_Data items:_
== Segment start ==
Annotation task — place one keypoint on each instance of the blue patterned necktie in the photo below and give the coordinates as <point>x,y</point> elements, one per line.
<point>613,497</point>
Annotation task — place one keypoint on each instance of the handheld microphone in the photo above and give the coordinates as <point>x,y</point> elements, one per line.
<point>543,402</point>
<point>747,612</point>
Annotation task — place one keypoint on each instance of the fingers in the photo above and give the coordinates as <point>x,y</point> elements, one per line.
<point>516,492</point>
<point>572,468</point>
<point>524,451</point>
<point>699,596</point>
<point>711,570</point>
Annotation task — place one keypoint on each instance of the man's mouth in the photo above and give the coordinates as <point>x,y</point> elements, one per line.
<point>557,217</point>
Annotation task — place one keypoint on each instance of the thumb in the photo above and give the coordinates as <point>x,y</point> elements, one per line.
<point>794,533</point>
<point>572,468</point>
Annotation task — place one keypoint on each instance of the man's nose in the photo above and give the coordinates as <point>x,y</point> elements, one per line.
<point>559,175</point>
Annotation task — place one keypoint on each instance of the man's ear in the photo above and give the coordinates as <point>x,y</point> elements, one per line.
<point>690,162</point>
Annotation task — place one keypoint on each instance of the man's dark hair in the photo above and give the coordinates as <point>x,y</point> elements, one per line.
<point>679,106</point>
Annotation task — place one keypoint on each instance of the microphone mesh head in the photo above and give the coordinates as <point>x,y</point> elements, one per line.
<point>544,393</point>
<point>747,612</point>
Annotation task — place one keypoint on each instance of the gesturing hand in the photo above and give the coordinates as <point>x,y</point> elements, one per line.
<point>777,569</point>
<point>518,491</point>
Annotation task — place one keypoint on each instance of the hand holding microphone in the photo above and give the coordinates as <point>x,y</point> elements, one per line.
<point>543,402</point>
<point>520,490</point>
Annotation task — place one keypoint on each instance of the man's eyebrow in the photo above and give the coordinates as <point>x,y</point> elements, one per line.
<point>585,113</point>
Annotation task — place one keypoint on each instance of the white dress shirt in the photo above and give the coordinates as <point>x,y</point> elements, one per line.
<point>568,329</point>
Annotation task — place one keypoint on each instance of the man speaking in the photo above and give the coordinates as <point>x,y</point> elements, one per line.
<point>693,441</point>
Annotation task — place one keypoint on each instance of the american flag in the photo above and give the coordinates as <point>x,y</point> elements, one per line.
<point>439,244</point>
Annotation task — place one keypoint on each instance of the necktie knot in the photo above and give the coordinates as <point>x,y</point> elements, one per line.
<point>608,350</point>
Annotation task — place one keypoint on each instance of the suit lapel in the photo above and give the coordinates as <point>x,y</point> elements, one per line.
== Segment end ==
_What is being asked:_ The reply should consist of all the records, repeated exactly.

_Response to the exercise:_
Annotation task — place one keypoint on each instance of the blue patterned necktie in the photo below and give the coordinates as <point>x,y</point> elements, one per line.
<point>613,497</point>
Annotation task — place one keypoint on each instance of the handheld microphone in the photo above and give the coordinates as <point>x,y</point> elements, one per line.
<point>543,402</point>
<point>747,612</point>
Annotation task — place one keypoint on each instance of the fingers in the photo above and give the coordinates as <point>x,y</point> elements, one per line.
<point>516,492</point>
<point>572,468</point>
<point>524,451</point>
<point>699,596</point>
<point>711,570</point>
Annotation task — place one keypoint on each instance of the man's mouth in the photo above and give the coordinates as <point>x,y</point> elements, one per line.
<point>557,217</point>
Annotation task — place one keypoint on each instance of the thumb in the photo above and give the coordinates as <point>x,y</point> elements, one per line.
<point>794,533</point>
<point>572,468</point>
Annotation task — place one keypoint on each instance of the man's nose in the photo above and give the coordinates as <point>x,y</point> elements, one per line.
<point>559,175</point>
Annotation task — place one keypoint on each instance of the man's ear in the photo above and give the coordinates as <point>x,y</point> elements, one per line.
<point>690,162</point>
Annotation task — place one keypoint on each instance of the man's dark hair in the photo above and give the coordinates as <point>x,y</point> elements, one per line.
<point>679,106</point>
Annotation task — place one keypoint on each instance of the microphone mesh head in the photo above and give the coordinates as <point>x,y</point> elements, one per line.
<point>544,393</point>
<point>747,612</point>
Annotation task — place one keypoint on each instance of the gesturing hand in the photo above and give the coordinates as <point>x,y</point> elements, one per line.
<point>777,569</point>
<point>518,491</point>
Annotation task — place one keypoint on each instance of the hand holding microphone in the photo above and give the coordinates as <point>x,y</point> elements, one per line.
<point>543,402</point>
<point>520,490</point>
Annotation task — place one keypoint on each instance of the man's eyebrow in the photo above and give the coordinates as <point>x,y</point> elements, one per line.
<point>585,113</point>
Annotation task — place one keypoint on each instance of the white dress shirt in the photo above and give the coordinates as <point>x,y</point> elements, one per line.
<point>568,329</point>
Annotation task — place one keypoint on each instance of the man speaking in the photo above and give the coordinates as <point>x,y</point> elements, one per line.
<point>693,441</point>
Annotation task — place one keypoint on each instance of the american flag in the photo above and give the coordinates as <point>x,y</point> elements, one per line.
<point>439,244</point>
Annotation task — place one keypoint on each instance of the necktie knot in the photo above and give the coordinates as <point>x,y</point> elements, one per line.
<point>608,350</point>
Annotation task — place one keypoint on each instance of the suit lapel in the photo above and give the coordinates as <point>x,y</point> elements, one per line.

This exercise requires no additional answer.